Stated goal: Arrange the items from the line containing "the car windshield" through the line containing "point(511, 168)" as a two-column CSV with the headers item_text and answer, one row per item. Place each item's text and its answer in a single quoted field, replacing line breaks with spaces.

Given data:
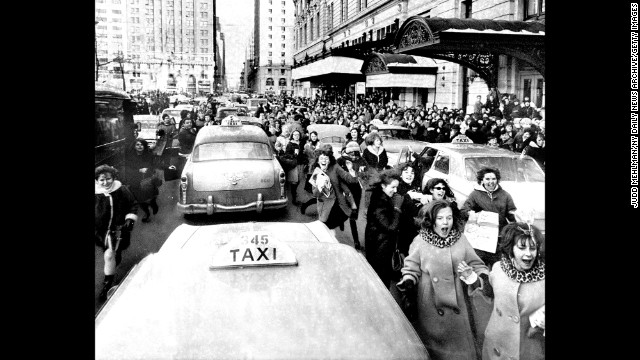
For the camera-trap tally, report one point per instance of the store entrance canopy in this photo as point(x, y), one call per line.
point(332, 65)
point(473, 43)
point(399, 70)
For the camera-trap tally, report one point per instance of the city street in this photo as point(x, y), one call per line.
point(148, 237)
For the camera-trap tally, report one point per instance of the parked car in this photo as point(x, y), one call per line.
point(458, 164)
point(174, 113)
point(232, 168)
point(253, 103)
point(254, 290)
point(224, 111)
point(395, 138)
point(146, 127)
point(331, 134)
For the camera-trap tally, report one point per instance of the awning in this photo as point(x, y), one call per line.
point(474, 43)
point(332, 65)
point(378, 63)
point(399, 70)
point(401, 80)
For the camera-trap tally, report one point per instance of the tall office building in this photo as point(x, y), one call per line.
point(166, 44)
point(270, 72)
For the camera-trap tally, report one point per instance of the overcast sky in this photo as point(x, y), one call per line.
point(236, 22)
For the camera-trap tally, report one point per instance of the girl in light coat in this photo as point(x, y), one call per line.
point(443, 321)
point(517, 284)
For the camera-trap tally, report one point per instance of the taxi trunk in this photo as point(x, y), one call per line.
point(329, 304)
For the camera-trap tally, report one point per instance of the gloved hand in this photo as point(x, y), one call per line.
point(405, 284)
point(128, 225)
point(397, 201)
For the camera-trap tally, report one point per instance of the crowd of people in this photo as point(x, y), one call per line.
point(441, 273)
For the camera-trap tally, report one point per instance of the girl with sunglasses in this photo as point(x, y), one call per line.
point(439, 190)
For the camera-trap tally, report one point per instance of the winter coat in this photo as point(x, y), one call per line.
point(499, 201)
point(337, 176)
point(375, 161)
point(186, 137)
point(506, 334)
point(535, 152)
point(443, 320)
point(381, 233)
point(112, 208)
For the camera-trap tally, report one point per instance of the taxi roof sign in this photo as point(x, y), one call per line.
point(254, 248)
point(461, 139)
point(231, 120)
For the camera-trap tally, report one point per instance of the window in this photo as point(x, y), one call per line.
point(311, 28)
point(533, 8)
point(441, 163)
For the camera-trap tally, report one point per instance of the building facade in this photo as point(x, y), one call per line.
point(166, 45)
point(268, 69)
point(332, 38)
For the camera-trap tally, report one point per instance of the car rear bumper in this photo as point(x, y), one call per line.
point(210, 207)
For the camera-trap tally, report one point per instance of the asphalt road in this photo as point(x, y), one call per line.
point(148, 237)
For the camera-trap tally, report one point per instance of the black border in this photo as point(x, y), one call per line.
point(587, 188)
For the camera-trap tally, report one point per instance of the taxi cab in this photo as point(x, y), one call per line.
point(459, 162)
point(254, 290)
point(395, 138)
point(232, 168)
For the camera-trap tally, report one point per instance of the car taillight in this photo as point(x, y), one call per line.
point(282, 182)
point(183, 188)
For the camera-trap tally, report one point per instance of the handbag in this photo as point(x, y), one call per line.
point(397, 260)
point(170, 173)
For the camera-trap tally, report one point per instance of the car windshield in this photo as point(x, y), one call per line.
point(226, 151)
point(394, 134)
point(225, 113)
point(333, 140)
point(173, 113)
point(511, 168)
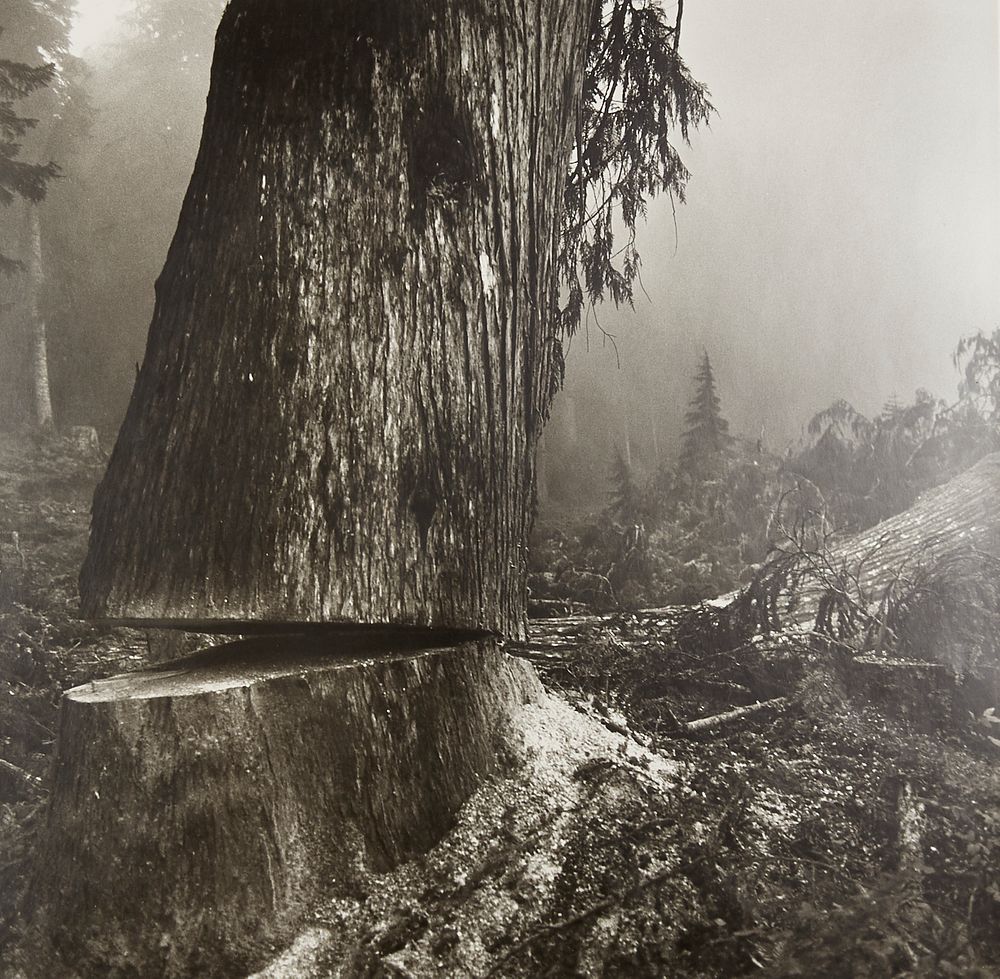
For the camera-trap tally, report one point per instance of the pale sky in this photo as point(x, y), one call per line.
point(842, 229)
point(95, 20)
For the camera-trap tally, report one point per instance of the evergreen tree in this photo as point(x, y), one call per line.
point(625, 496)
point(19, 179)
point(707, 434)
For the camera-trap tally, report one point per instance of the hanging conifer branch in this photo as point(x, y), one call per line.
point(638, 94)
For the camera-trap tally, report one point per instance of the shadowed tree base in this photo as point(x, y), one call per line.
point(200, 808)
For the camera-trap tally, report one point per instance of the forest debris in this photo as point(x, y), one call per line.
point(702, 724)
point(910, 815)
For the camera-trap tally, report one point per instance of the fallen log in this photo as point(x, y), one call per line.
point(703, 724)
point(200, 808)
point(962, 513)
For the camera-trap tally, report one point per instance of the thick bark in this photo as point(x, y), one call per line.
point(201, 808)
point(348, 363)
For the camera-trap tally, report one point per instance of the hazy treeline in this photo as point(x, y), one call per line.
point(122, 124)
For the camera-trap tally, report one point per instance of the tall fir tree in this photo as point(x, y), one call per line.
point(18, 178)
point(707, 435)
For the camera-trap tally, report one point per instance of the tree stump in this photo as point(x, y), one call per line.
point(201, 807)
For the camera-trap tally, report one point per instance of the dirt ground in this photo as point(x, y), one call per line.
point(851, 829)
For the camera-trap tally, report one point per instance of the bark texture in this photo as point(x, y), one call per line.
point(348, 363)
point(199, 809)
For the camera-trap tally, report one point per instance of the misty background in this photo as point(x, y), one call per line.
point(840, 232)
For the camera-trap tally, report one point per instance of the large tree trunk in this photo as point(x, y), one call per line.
point(350, 355)
point(201, 809)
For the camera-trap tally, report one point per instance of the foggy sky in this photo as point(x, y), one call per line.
point(841, 229)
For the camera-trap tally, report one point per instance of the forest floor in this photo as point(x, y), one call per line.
point(851, 828)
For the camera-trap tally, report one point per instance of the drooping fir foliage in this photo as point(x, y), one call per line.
point(707, 433)
point(18, 178)
point(868, 469)
point(639, 100)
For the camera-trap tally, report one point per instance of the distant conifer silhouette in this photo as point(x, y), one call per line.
point(707, 434)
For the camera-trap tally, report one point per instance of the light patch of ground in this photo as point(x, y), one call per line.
point(497, 873)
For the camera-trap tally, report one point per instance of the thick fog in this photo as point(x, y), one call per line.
point(840, 232)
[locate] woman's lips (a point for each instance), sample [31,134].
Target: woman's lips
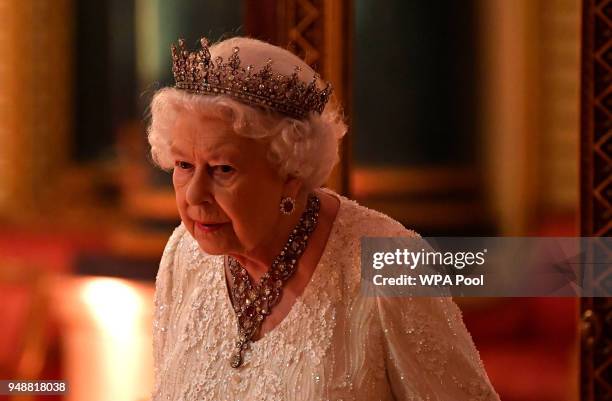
[209,227]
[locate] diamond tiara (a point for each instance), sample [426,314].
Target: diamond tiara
[195,72]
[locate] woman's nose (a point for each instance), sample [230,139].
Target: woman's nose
[198,190]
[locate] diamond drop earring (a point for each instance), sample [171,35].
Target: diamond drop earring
[287,205]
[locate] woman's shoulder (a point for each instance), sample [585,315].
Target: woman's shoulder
[362,221]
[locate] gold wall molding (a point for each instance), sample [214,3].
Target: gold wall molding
[35,117]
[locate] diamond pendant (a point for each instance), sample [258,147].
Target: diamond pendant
[236,359]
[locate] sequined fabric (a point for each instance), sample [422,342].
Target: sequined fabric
[333,345]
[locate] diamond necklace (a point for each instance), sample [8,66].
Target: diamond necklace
[253,302]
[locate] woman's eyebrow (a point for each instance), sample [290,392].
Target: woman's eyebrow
[230,150]
[176,151]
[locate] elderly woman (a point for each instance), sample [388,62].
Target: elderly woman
[258,290]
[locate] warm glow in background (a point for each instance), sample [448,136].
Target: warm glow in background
[481,138]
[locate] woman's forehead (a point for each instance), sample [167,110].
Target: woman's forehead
[193,133]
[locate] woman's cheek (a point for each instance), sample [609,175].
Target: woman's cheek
[179,179]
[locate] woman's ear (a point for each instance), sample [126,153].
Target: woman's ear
[293,186]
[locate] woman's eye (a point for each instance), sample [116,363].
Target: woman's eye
[182,165]
[222,169]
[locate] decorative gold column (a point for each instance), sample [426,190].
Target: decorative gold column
[35,101]
[319,31]
[596,191]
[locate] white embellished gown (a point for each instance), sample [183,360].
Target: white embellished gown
[334,344]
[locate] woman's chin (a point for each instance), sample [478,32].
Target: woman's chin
[211,248]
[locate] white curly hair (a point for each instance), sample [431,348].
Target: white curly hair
[306,149]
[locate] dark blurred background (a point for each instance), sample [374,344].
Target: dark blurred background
[464,120]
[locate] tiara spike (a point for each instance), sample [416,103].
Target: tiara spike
[195,72]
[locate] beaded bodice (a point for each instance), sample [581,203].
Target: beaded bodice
[334,344]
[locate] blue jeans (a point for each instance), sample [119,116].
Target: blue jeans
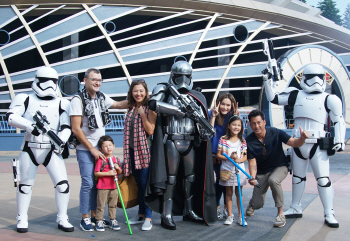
[218,188]
[141,177]
[88,191]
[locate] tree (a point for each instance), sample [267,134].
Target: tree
[346,17]
[330,11]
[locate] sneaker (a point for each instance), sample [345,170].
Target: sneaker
[240,221]
[100,226]
[280,221]
[137,219]
[225,213]
[331,221]
[85,224]
[249,211]
[229,220]
[114,225]
[147,225]
[218,213]
[105,222]
[294,212]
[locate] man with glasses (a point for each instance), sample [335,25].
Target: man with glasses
[267,162]
[89,116]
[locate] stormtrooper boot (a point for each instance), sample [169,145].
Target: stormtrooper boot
[167,217]
[190,215]
[64,224]
[330,220]
[294,211]
[22,224]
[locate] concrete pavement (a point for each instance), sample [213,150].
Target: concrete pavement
[42,211]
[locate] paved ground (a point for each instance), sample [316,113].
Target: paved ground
[42,211]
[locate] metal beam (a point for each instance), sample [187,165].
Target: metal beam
[239,51]
[109,40]
[202,37]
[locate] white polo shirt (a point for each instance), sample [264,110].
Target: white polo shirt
[76,108]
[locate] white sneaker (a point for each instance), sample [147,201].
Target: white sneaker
[331,221]
[225,213]
[294,212]
[240,221]
[22,225]
[137,219]
[65,225]
[229,220]
[147,225]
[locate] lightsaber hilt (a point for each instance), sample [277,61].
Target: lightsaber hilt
[111,164]
[244,172]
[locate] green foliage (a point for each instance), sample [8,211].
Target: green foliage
[346,17]
[330,11]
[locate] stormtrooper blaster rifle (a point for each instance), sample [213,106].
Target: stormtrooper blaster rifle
[193,111]
[273,67]
[15,172]
[42,124]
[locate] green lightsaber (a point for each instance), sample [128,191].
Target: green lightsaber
[110,160]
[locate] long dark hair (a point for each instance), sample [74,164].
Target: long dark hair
[228,135]
[220,119]
[131,100]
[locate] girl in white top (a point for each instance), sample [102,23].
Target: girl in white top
[234,145]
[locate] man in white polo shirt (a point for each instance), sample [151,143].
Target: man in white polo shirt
[89,116]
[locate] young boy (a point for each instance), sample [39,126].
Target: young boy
[106,188]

Exercise solution:
item_text,answer
"For the camera-trap tally, report one point per instance of the car windshield in this photo as point(x, y), one call per line.","point(226, 151) point(394, 134) point(225, 113) point(333, 140) point(173, 113) point(511, 168)"